[Material shown Boundary: Start]

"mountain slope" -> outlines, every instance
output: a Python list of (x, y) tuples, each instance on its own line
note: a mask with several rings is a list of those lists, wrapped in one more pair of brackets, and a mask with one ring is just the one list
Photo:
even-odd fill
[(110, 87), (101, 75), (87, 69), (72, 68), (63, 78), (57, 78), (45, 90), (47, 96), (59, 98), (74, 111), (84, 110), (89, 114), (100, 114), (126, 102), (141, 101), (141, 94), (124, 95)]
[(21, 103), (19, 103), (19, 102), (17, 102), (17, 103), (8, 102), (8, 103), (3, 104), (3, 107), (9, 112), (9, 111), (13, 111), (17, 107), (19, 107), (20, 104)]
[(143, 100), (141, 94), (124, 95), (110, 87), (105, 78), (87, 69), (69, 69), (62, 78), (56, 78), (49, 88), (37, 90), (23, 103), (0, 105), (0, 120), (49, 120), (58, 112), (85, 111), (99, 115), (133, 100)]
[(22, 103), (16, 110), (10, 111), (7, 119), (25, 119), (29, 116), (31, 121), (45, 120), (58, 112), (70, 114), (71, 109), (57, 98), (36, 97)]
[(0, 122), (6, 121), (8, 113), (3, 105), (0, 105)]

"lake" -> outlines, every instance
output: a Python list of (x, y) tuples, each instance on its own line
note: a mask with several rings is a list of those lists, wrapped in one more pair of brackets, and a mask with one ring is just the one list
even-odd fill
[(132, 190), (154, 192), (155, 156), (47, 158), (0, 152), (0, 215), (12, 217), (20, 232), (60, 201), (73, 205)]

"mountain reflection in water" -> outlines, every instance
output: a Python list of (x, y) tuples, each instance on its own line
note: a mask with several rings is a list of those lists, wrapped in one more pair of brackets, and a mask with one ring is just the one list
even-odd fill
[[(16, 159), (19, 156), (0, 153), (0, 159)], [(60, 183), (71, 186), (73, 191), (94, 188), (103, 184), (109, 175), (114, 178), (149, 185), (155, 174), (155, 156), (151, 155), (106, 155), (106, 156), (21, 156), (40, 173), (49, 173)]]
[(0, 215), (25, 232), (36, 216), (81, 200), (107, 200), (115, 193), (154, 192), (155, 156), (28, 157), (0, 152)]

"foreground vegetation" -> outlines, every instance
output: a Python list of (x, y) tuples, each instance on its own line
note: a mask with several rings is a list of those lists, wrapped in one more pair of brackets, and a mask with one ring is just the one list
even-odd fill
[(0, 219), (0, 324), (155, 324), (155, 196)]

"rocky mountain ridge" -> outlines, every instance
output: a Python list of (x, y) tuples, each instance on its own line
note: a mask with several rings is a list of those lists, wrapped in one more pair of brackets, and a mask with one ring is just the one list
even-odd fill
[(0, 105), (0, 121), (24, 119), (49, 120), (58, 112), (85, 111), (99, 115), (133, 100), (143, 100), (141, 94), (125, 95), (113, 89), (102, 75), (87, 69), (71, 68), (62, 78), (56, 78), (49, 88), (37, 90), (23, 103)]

[Material shown Boundary: End]

**Exercise description**
Retype each entry exactly, missing none.

**Problem solution**
"mountain slope" -> outlines, every instance
output: a Python list of (x, y) tuples, each instance on its own line
note: a mask with several rings is a list of those lists, wrapped in one more pair of brackets, and a mask with one ring is just the one list
Photo:
even-odd fill
[(110, 87), (101, 75), (87, 69), (72, 68), (63, 78), (57, 78), (45, 90), (47, 96), (59, 98), (74, 111), (84, 110), (89, 114), (100, 114), (126, 102), (141, 101), (141, 94), (124, 95)]
[(21, 103), (19, 103), (19, 102), (17, 102), (17, 103), (8, 102), (8, 103), (3, 104), (3, 107), (9, 112), (9, 111), (13, 111), (17, 107), (19, 107), (20, 104)]
[(143, 100), (141, 94), (124, 95), (110, 87), (105, 78), (87, 69), (69, 69), (62, 78), (56, 78), (49, 88), (37, 90), (23, 103), (0, 105), (0, 120), (49, 120), (58, 112), (85, 111), (99, 115), (133, 100)]
[(22, 103), (16, 110), (10, 111), (7, 119), (25, 119), (29, 116), (31, 121), (45, 120), (58, 112), (70, 114), (71, 109), (57, 98), (36, 97)]
[(0, 122), (6, 121), (8, 113), (3, 105), (0, 105)]

"lake" -> outlines, every instance
output: a Python list of (x, y) tuples, each instance on its own line
note: a mask with several rings is a list of those lists, wrapped in one more pair of brackets, and a mask with one ring is just the one list
even-odd fill
[(132, 190), (154, 192), (155, 156), (47, 158), (0, 152), (0, 215), (12, 217), (20, 232), (60, 201), (73, 205)]

"mountain reflection in water" -> outlines, every instance
output: a Python list of (x, y) tuples, each instance on its own line
note: a mask with several rings is a list of those lists, wrapped in one more pair of brackets, and a mask with one ring is just the one list
even-odd fill
[[(16, 159), (19, 156), (0, 153), (0, 159)], [(60, 183), (71, 186), (73, 191), (94, 188), (103, 184), (109, 175), (114, 178), (149, 185), (155, 174), (155, 156), (151, 155), (106, 155), (106, 156), (21, 156), (40, 173), (49, 173)]]
[(0, 215), (25, 232), (36, 216), (81, 200), (107, 200), (115, 193), (154, 192), (155, 156), (28, 157), (0, 152)]

"foreground vegetation" -> outlines, every instance
output: a Python list of (x, y) tuples, each instance on its own line
note: a mask with several rings is a list of those lists, wrapped in one more pair of brackets, and a mask with one ring is just the one list
even-odd fill
[(0, 219), (0, 324), (155, 324), (155, 196)]

"rocky mountain ridge" -> outlines, every instance
output: a Python list of (x, y) tuples, each instance on its own line
note: a mask with several rings is a list of those lists, wrapped in one more pair of brackets, and a mask with one ring is just the one list
even-odd fill
[(0, 105), (0, 121), (24, 119), (49, 120), (58, 112), (85, 111), (99, 115), (133, 100), (143, 100), (141, 94), (125, 95), (113, 89), (102, 75), (87, 69), (71, 68), (62, 78), (56, 78), (49, 88), (37, 90), (23, 103)]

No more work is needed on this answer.